Start
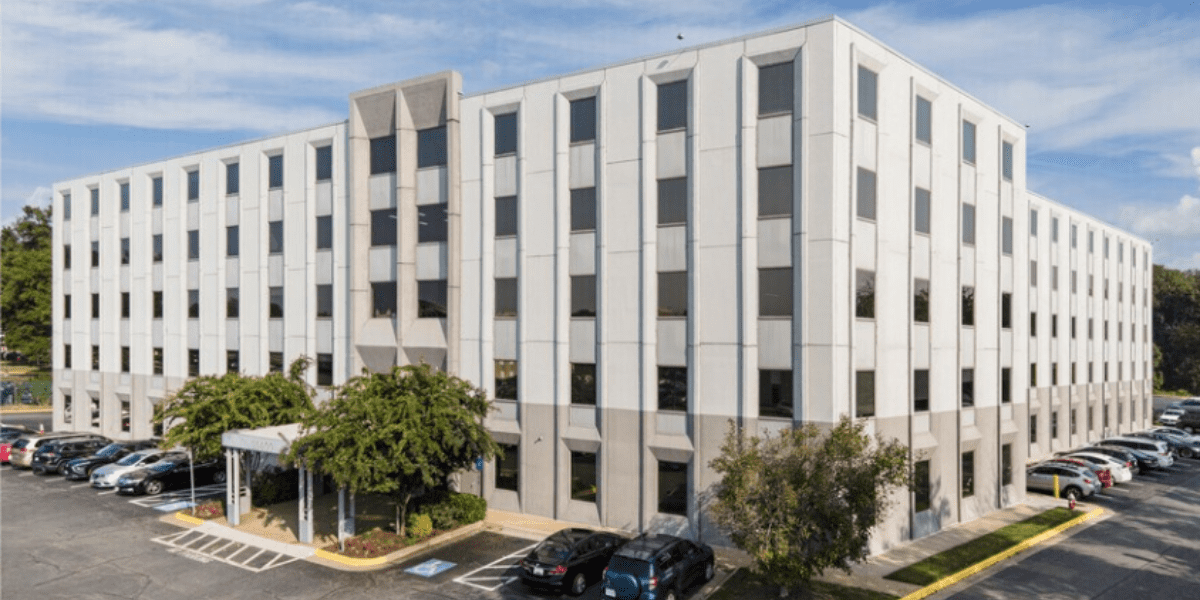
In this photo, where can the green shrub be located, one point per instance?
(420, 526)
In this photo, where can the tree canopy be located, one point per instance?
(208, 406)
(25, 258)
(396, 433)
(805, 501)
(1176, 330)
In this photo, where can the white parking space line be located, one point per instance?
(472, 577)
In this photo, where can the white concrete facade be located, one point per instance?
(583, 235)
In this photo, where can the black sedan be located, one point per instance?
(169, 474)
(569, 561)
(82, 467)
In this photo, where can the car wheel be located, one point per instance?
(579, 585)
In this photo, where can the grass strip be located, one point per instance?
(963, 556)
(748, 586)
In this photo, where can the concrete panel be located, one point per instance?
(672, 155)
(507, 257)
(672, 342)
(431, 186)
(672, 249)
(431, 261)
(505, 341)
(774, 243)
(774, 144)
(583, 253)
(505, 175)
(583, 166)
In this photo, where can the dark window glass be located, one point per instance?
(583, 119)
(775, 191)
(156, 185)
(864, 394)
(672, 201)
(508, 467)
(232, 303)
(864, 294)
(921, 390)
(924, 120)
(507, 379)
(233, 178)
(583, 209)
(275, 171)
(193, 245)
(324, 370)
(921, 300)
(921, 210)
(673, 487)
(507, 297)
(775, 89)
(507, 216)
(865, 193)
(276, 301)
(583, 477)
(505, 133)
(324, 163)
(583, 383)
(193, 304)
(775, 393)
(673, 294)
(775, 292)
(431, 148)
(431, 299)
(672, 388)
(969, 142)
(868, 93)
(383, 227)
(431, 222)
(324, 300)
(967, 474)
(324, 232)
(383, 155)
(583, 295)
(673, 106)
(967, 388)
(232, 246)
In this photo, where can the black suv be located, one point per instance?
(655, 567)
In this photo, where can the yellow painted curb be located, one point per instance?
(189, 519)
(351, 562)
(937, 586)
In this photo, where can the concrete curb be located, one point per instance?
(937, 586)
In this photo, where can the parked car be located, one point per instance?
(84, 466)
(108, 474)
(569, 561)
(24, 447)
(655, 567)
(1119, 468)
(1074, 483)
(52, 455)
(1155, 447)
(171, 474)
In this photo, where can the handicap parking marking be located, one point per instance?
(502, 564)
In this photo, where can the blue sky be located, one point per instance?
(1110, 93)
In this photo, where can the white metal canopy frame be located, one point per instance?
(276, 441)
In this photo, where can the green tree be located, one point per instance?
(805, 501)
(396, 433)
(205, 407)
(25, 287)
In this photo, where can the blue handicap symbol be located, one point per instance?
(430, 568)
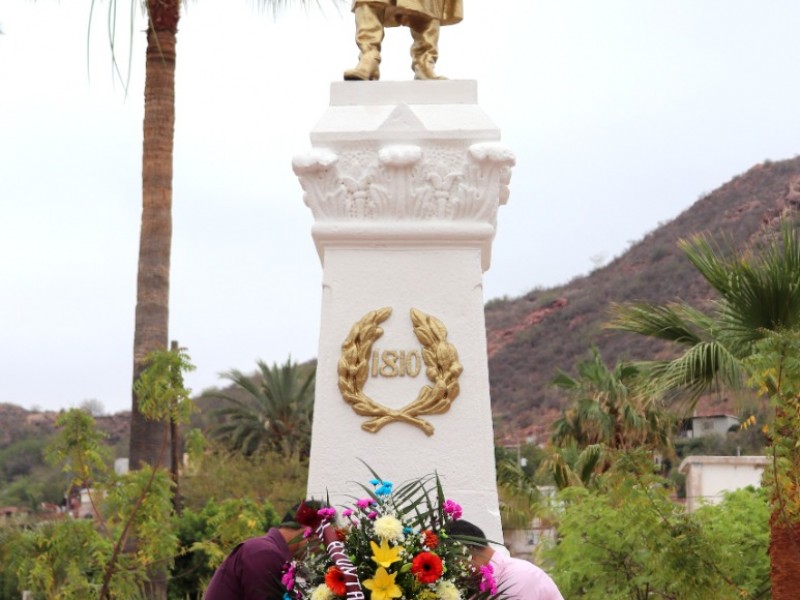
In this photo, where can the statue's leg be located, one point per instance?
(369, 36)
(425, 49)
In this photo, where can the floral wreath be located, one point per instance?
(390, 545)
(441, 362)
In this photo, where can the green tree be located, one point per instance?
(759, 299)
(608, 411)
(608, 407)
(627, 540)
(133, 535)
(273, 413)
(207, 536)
End
Start
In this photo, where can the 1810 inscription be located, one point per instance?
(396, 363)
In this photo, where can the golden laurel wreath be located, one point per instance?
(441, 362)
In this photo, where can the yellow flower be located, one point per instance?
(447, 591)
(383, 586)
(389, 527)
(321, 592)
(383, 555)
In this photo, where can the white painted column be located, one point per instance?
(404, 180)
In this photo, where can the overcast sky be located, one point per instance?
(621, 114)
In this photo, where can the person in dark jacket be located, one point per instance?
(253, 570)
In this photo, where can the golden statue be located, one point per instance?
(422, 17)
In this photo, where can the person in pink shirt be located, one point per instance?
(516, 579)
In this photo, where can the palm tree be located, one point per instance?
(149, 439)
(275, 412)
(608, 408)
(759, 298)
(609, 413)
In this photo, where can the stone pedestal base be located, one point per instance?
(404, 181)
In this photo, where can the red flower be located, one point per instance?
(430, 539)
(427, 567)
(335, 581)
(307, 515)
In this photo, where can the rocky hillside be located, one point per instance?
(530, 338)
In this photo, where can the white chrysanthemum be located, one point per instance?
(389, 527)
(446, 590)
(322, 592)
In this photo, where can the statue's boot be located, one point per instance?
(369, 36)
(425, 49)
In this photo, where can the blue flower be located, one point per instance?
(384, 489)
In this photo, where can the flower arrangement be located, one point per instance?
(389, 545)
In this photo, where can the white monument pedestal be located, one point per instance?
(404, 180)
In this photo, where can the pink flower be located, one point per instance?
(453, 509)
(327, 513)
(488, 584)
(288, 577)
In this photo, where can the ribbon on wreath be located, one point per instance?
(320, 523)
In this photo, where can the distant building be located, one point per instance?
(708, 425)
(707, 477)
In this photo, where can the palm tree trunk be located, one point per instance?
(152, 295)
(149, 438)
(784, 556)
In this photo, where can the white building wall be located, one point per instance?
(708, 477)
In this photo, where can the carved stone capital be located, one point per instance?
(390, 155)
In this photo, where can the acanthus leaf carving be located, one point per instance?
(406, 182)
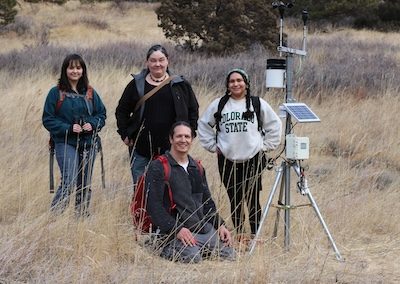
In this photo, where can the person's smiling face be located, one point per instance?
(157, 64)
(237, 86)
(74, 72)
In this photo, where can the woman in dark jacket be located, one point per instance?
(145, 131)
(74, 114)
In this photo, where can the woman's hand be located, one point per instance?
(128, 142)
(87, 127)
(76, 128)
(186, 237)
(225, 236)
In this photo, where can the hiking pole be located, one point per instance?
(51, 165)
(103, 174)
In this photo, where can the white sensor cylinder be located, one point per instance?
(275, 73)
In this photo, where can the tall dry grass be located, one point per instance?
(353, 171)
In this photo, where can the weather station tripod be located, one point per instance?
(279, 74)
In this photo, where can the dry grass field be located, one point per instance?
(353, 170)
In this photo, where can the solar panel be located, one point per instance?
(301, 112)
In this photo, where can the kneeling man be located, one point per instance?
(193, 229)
End
Copy out every line of the rows above that contains the word "black".

In this photo, where can the black sedan be located, one point per instance?
In this photo, where can the black suv be located, one point per instance?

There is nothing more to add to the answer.